▶ 課題
下に示す呼吸窮迫症候群についての文章を、最後の文のあとから書き進めてください。

▶ 分析対象の文章
教育

Education

呼吸窮迫症候群 (RDS:Respiratory distress syndrome)

概念

肺を膨らませておくために必要な肺サーファクタントという物質が量的にも機能的にも不足しているために起こる呼吸器疾患です。

原因

肺胞の2型上皮細胞から分泌される肺サーファクタントの不足のため、出生後呼吸を開始して肺胞に空気が入っても、肺胞内面を覆う液層と空気の境界における表面張力が低下せず、肺胞が虚脱してしまいます。肺サーファクタント欠乏の主たる要因は児の未熟性であり、妊娠期間が短いほど発症率は高くなります。しかし、妊娠期間以外にも胎児の肺成熟に影響する多数の因子の影響を受けます。

症状

出生直後から呼吸障害があり、症状は徐々に進行して24~48時間後に最も重症になります。特に重大な合併症がなければ、生後3~4日目になると肺サーファクタントの産生が始まり症状は改善されますが、在胎週数がより早い児では重症になることが多く、気胸など合併症も起こしやすいです。

(保存済みのデータ項目)
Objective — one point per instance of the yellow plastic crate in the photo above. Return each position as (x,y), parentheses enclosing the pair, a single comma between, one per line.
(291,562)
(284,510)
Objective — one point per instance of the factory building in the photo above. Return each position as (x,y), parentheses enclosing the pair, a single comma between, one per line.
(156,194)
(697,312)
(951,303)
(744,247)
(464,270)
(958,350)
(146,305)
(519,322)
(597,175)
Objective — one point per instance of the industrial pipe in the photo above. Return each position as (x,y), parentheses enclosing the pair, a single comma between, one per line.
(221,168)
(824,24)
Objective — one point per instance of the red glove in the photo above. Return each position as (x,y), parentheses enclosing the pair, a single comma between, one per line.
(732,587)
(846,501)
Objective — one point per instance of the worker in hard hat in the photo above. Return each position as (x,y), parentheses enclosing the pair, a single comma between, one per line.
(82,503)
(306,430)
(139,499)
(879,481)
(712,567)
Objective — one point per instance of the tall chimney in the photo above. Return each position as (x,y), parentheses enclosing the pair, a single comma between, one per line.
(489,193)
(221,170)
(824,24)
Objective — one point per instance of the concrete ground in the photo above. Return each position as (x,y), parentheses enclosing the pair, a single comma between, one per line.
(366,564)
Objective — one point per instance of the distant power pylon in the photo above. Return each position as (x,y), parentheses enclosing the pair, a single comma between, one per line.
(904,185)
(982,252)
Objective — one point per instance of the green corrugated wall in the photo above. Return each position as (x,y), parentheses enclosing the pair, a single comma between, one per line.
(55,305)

▶ 出力欄
治療

出生直後から呼吸状態の不良な児に対しては、速やかに呼吸管理を行います。酸素投与しても状態が安定しない場合は速やかに人工呼吸器管理に移行します。また、積極的に人工肺サーファクタント補充療法を行い、肺を十分に拡張させて呼吸状態を最適化します。

予防

妊娠33~34週以前に早産となりそうな場合には、分娩前に母体にステロイド剤を投与して胎児の肺サーファクタント産生を促すことが行われています。